• WHAT THIS EXERCISE ASKS
#1 List every type of essential worker that the article on Maryland's vaccine rollout names as eligible in Phase 1C.
#2 From the article on Maryland's vaccine rollout, quote the passage that begins with the words containing "On Monday, Maryland" and ends with "long-term care facilities.".

• PROVIDED TEXT
Gov. Larry Hogan accelerated Maryland’s COVID-19 vaccine rollout Thursday, saying the state will move into the next two phases of the distribution process within two weeks.
On Monday, Maryland will move into Phase 1B of the rollout, which will make anyone 75 or older, anyone of any age living in assisted living, group homes or other congregate facilities, as well as K-12 teachers, support staff and child care providers eligible to get the vaccine.
The following week, on Jan. 25, the state will move into Phase 1C, which will allow anyone 65-74 to get it, as well as essential workers, including grocery store, public transit, agriculture production and manufacturing employees.
Hogan also activated Part B of the federal partnership with CVS and Walgreens, which will now expand its vaccination efforts to include all assisted living and other long-term care facilities.
At an evening news conference from the statehouse, Rona Kramer, the secretary for Maryland’s Department of Aging, said, “With this shift, vaccinations will now be available for essentially all of Maryland’s most vulnerable populations.”

• RECORD SET
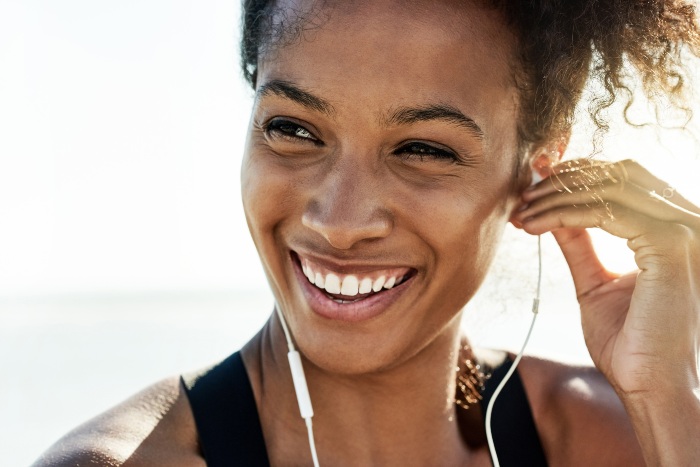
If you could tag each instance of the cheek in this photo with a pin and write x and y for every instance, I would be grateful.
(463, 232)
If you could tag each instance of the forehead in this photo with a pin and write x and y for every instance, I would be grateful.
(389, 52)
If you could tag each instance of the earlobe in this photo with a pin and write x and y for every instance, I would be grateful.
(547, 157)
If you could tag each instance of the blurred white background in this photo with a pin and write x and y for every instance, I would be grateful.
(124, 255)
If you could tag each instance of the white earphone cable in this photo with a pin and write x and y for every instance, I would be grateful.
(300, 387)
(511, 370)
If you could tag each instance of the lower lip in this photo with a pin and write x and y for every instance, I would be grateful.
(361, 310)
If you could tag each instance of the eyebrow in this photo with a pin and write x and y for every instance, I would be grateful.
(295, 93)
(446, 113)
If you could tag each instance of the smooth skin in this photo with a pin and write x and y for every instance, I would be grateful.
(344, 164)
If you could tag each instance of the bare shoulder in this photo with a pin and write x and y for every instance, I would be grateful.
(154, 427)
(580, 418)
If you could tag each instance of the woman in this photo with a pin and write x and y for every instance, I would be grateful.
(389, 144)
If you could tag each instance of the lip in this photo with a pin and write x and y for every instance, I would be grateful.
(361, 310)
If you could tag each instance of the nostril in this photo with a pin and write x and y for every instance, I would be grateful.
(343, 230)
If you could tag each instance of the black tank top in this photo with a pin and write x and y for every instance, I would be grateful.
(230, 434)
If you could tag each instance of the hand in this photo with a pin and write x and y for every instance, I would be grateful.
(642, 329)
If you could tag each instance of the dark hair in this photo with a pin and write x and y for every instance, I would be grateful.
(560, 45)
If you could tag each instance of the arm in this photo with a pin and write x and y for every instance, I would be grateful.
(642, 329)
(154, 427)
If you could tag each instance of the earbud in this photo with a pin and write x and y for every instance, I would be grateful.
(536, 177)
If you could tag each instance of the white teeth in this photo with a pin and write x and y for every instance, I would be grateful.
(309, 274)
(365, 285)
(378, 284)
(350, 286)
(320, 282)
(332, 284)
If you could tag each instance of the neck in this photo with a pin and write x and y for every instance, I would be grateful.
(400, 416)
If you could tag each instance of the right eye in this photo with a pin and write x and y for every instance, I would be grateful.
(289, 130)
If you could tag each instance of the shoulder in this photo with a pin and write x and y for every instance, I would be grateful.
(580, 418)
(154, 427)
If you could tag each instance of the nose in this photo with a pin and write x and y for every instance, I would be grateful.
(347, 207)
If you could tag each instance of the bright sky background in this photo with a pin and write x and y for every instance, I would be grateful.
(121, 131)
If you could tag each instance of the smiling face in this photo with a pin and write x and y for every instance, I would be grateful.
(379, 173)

--

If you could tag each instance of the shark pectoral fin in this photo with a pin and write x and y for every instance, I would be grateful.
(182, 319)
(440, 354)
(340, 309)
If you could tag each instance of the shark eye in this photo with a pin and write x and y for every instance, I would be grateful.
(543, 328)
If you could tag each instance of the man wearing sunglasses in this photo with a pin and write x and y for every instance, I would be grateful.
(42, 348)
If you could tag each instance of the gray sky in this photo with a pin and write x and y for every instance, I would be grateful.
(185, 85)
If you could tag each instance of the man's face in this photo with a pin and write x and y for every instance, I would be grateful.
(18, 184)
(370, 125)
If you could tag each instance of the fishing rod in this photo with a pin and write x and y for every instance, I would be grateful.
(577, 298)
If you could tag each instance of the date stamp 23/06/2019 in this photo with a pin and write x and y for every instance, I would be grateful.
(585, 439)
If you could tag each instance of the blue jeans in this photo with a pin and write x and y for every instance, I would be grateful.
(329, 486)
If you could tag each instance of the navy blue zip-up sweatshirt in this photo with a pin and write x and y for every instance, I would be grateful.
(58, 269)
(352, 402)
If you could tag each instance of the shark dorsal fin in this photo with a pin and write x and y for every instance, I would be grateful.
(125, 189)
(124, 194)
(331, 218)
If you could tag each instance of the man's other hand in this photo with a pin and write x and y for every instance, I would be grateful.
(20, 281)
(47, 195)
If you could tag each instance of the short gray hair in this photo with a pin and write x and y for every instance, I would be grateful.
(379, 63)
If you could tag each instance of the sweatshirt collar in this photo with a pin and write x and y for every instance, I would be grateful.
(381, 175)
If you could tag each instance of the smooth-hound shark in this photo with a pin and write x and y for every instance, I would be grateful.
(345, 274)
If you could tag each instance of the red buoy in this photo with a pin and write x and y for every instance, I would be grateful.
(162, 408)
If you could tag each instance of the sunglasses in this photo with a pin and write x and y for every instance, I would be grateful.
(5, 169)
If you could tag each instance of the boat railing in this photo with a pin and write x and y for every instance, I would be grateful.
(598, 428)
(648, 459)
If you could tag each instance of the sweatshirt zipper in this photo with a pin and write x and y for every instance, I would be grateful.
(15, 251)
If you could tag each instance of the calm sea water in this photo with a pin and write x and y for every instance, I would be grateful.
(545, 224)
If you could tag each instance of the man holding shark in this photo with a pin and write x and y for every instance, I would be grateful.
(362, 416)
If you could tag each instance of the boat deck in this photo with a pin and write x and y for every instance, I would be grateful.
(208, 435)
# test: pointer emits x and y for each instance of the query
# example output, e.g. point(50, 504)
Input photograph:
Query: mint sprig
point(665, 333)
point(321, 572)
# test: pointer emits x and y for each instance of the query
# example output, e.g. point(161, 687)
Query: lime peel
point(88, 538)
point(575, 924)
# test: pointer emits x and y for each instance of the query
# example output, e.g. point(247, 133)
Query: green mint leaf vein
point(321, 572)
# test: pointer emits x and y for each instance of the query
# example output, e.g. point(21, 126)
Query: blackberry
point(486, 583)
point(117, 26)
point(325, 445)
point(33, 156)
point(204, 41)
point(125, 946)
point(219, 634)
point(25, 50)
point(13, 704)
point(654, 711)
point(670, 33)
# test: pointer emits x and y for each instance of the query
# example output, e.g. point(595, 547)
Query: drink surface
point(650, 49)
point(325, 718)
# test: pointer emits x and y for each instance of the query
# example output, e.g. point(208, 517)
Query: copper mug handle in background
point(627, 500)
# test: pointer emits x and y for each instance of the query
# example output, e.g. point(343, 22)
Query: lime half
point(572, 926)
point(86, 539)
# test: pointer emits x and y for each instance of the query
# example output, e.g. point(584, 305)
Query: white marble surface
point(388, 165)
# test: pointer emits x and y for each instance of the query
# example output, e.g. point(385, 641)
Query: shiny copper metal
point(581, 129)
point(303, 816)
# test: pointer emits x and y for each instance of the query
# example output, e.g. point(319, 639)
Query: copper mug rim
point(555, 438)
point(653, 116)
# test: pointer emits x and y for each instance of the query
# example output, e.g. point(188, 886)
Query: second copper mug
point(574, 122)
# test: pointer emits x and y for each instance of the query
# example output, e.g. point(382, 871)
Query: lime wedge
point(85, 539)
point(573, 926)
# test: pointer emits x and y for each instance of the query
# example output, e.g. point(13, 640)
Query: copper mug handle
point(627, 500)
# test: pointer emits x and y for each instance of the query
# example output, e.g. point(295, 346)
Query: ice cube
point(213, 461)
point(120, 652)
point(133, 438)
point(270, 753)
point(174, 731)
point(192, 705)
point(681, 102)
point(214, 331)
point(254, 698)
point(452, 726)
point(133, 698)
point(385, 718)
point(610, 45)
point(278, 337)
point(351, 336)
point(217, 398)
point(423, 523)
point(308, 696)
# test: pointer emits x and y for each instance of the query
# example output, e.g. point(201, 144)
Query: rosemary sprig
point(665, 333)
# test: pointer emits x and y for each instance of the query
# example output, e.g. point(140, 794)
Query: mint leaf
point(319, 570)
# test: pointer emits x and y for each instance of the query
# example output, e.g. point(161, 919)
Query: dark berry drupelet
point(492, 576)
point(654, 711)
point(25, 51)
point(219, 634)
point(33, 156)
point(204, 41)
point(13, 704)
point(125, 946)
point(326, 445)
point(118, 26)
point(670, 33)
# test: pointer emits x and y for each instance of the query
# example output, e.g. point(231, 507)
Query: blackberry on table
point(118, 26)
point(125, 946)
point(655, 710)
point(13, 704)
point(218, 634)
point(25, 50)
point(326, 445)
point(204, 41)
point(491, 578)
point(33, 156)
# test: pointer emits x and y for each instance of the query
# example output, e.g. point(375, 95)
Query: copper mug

• ANSWERS GIVEN
#1
- Grocery store employees
- Public transit employees
- Agriculture production employees
- Manufacturing employees

#2
On Monday, Maryland will move into Phase 1B of the rollout, which will make anyone 75 or older, anyone of any age living in assisted living, group homes or other congregate facilities, as well as K-12 teachers, support staff and child care providers eligible to get the vaccine.
The following week, on Jan. 25, the state will move into Phase 1C, which will allow anyone 65-74 to get it, as well as essential workers, including grocery store, public transit, agriculture production and manufacturing employees.
Hogan also activated Part B of the federal partnership with CVS and Walgreens, which will now expand its vaccination efforts to include all assisted living and other long-term care facilities.